Look through the listing below for the word "mask" and copy every line where it occurs.

====================

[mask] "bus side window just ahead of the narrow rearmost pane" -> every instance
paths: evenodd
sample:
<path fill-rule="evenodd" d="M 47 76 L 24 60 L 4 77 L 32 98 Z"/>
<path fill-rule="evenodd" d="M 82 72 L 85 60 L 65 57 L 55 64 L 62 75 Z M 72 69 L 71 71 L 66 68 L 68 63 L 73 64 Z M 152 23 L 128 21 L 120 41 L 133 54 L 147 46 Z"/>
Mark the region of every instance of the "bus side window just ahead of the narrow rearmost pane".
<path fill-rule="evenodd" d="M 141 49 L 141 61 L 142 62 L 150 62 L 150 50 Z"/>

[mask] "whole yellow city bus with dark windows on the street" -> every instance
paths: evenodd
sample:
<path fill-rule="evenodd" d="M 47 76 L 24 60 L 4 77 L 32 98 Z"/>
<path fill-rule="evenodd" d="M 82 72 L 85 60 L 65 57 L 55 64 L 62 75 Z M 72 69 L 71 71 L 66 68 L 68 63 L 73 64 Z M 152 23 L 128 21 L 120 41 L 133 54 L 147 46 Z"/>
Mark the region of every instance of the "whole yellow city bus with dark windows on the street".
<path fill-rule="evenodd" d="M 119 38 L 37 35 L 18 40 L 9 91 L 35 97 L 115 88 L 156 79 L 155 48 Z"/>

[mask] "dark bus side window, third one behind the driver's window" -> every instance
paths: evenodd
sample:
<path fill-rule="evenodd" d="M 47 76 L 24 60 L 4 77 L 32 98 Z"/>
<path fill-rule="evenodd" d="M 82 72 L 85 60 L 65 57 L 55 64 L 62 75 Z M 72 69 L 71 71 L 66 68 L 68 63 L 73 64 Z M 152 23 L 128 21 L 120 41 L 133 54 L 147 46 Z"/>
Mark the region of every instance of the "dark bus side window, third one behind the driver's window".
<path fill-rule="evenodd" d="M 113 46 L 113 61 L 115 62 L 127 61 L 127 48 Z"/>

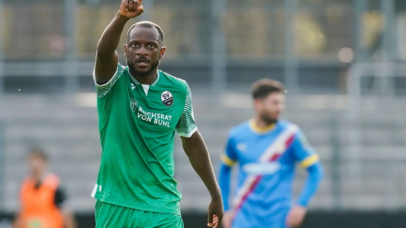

====================

» **Answer section**:
[mask] "bus side window just ahead of the narrow rearmost pane" -> every instance
[mask] "whole yellow city bus with dark windows on the street" -> every instance
[mask] "dark bus side window, third one behind the driver's window" -> every instance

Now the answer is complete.